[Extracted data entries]
★ ★ ★ ★
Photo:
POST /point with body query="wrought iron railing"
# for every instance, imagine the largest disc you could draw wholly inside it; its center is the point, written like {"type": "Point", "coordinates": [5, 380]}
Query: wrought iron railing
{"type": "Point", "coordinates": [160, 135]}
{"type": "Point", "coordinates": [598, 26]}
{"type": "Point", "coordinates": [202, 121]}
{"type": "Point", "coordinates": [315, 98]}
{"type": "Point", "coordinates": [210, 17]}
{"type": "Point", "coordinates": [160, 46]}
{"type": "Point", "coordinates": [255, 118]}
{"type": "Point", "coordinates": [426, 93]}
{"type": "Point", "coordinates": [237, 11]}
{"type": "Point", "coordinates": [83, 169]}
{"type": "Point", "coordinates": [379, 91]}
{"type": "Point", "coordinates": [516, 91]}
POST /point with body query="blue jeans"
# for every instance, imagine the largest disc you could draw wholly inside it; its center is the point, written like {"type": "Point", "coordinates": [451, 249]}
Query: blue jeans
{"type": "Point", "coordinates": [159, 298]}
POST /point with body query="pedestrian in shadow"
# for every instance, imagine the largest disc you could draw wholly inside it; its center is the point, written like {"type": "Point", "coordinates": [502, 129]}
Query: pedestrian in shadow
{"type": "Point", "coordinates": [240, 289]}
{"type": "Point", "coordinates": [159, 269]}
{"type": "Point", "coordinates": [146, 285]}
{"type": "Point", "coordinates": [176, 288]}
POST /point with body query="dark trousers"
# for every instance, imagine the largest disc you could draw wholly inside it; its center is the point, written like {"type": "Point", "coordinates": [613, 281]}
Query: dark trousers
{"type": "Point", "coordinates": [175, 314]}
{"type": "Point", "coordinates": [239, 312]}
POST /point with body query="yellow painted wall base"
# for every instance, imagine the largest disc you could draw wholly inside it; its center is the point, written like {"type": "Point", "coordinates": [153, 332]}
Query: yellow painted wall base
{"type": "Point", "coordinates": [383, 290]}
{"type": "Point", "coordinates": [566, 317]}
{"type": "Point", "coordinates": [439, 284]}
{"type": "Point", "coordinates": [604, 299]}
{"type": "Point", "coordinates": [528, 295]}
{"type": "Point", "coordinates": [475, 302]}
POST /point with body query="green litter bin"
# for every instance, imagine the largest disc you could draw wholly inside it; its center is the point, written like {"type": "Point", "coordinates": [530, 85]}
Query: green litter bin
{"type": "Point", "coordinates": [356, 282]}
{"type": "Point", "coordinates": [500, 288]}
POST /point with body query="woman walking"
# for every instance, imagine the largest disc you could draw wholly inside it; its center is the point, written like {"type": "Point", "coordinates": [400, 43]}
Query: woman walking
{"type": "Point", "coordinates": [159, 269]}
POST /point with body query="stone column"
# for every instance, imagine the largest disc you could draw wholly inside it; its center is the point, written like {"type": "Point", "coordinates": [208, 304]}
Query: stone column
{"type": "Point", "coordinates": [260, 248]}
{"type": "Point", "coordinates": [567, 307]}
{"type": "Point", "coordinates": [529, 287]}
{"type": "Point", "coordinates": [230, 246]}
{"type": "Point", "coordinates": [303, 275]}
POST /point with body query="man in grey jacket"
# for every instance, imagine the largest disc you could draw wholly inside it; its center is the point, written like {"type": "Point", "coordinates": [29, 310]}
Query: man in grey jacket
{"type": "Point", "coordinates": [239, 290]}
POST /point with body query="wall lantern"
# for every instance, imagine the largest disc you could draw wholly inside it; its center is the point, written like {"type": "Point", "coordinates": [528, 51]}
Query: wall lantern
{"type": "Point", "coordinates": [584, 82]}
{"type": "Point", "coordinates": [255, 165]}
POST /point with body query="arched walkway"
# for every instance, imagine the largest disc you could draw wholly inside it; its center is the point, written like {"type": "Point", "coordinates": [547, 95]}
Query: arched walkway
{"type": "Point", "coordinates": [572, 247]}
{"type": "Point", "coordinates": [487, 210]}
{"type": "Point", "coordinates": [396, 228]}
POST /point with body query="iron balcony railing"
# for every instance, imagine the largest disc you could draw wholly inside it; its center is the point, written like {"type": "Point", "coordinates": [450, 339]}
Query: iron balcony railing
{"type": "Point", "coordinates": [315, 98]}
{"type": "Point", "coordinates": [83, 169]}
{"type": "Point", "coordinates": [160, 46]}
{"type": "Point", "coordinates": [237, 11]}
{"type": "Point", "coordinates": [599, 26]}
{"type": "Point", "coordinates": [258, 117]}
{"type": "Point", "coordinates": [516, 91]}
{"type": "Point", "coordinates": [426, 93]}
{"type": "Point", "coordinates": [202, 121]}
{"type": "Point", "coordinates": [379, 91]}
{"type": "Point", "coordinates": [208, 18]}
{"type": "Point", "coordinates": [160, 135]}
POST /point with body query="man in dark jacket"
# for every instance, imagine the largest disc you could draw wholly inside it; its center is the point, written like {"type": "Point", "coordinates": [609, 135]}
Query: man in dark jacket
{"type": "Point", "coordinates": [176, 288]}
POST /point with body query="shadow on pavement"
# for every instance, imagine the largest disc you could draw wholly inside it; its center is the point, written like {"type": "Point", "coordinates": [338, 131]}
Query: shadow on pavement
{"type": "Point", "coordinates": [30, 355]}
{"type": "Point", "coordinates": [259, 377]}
★ ★ ★ ★
WHAT TO WORK ON
Output the data in full, please, exactly as written.

REPLY
Photo:
POST /point with body query="wrought iron railing"
# for every instance, imagine the largest disc you could draw wholly inside it; its center is the point, written like {"type": "Point", "coordinates": [5, 380]}
Query: wrought iron railing
{"type": "Point", "coordinates": [160, 135]}
{"type": "Point", "coordinates": [598, 26]}
{"type": "Point", "coordinates": [202, 121]}
{"type": "Point", "coordinates": [315, 98]}
{"type": "Point", "coordinates": [210, 17]}
{"type": "Point", "coordinates": [160, 46]}
{"type": "Point", "coordinates": [255, 118]}
{"type": "Point", "coordinates": [426, 93]}
{"type": "Point", "coordinates": [237, 11]}
{"type": "Point", "coordinates": [83, 169]}
{"type": "Point", "coordinates": [379, 91]}
{"type": "Point", "coordinates": [516, 91]}
POST /point with body query="blue jeans"
# for every instance, imagine the largest disc you could draw wholly inside it; its center is the point, written like {"type": "Point", "coordinates": [451, 249]}
Query: blue jeans
{"type": "Point", "coordinates": [159, 298]}
POST /point with body query="pedestrian in shadow"
# for every instance, imagine the largest disc you could draw wholly inside it; its center is the point, written like {"type": "Point", "coordinates": [502, 129]}
Query: pedestrian in shadow
{"type": "Point", "coordinates": [240, 289]}
{"type": "Point", "coordinates": [159, 269]}
{"type": "Point", "coordinates": [146, 285]}
{"type": "Point", "coordinates": [176, 288]}
POST /point with body query="dark trousers"
# for every instance, imagine the largest disc you could draw wholly inside it; its center is the point, written like {"type": "Point", "coordinates": [613, 281]}
Query: dark trousers
{"type": "Point", "coordinates": [175, 314]}
{"type": "Point", "coordinates": [239, 312]}
POST /point with body query="yellow painted wall base"
# for every instance, imagine the largest disc you could draw wholly inside it; its center is the point, written like {"type": "Point", "coordinates": [153, 332]}
Query: yellow painted wall base
{"type": "Point", "coordinates": [383, 290]}
{"type": "Point", "coordinates": [566, 317]}
{"type": "Point", "coordinates": [439, 284]}
{"type": "Point", "coordinates": [604, 299]}
{"type": "Point", "coordinates": [528, 295]}
{"type": "Point", "coordinates": [475, 302]}
POST /point with body query="green litter bin"
# for every instance, imagine the largest disc you could draw wholly inside it; its center is the point, written like {"type": "Point", "coordinates": [530, 85]}
Query: green litter bin
{"type": "Point", "coordinates": [356, 282]}
{"type": "Point", "coordinates": [500, 288]}
POST /point with body query="woman walking"
# for every instance, imagine the largest disc you could draw wholly inside it; its center is the point, written like {"type": "Point", "coordinates": [400, 43]}
Query: woman walking
{"type": "Point", "coordinates": [159, 269]}
POST /point with body query="stone column"
# for every instance, imagine the largest disc you could draw wholly inside it; its center is the point, written like {"type": "Point", "coordinates": [208, 304]}
Query: stone column
{"type": "Point", "coordinates": [260, 248]}
{"type": "Point", "coordinates": [567, 307]}
{"type": "Point", "coordinates": [529, 287]}
{"type": "Point", "coordinates": [230, 246]}
{"type": "Point", "coordinates": [303, 275]}
POST /point with body query="man in grey jacket"
# for every instance, imagine the largest disc you could draw wholly inside it; its center is the point, written like {"type": "Point", "coordinates": [29, 310]}
Query: man in grey jacket
{"type": "Point", "coordinates": [239, 290]}
POST /point with body query="wall lantern"
# for every instance, imagine the largest disc you could draw wholly inside it; its center is the point, written like {"type": "Point", "coordinates": [528, 51]}
Query: wall lantern
{"type": "Point", "coordinates": [584, 82]}
{"type": "Point", "coordinates": [255, 165]}
POST /point with body query="arched walkway"
# for every instance, imagine the largest disc you could draw wholly inside it; its center is the point, written like {"type": "Point", "coordinates": [547, 95]}
Query: arched walkway
{"type": "Point", "coordinates": [572, 247]}
{"type": "Point", "coordinates": [487, 210]}
{"type": "Point", "coordinates": [396, 228]}
POST /point with body query="iron balcony railing"
# for every instance, imagine the largest disc you could draw wholly inside it; its center is the point, written like {"type": "Point", "coordinates": [450, 339]}
Query: iron balcony railing
{"type": "Point", "coordinates": [315, 98]}
{"type": "Point", "coordinates": [83, 169]}
{"type": "Point", "coordinates": [160, 46]}
{"type": "Point", "coordinates": [237, 11]}
{"type": "Point", "coordinates": [599, 26]}
{"type": "Point", "coordinates": [258, 117]}
{"type": "Point", "coordinates": [516, 91]}
{"type": "Point", "coordinates": [426, 93]}
{"type": "Point", "coordinates": [202, 121]}
{"type": "Point", "coordinates": [379, 91]}
{"type": "Point", "coordinates": [208, 18]}
{"type": "Point", "coordinates": [160, 135]}
POST /point with body query="man in dark jacket"
# for every instance, imagine the largest disc you could draw wholly inside it; its center is the point, written like {"type": "Point", "coordinates": [609, 135]}
Query: man in dark jacket
{"type": "Point", "coordinates": [176, 288]}
POST /point with body query="shadow on pavement"
# for every instance, imagine the largest disc you could draw wholly inside it; its center is the point, written like {"type": "Point", "coordinates": [338, 131]}
Query: shadow on pavement
{"type": "Point", "coordinates": [30, 355]}
{"type": "Point", "coordinates": [259, 377]}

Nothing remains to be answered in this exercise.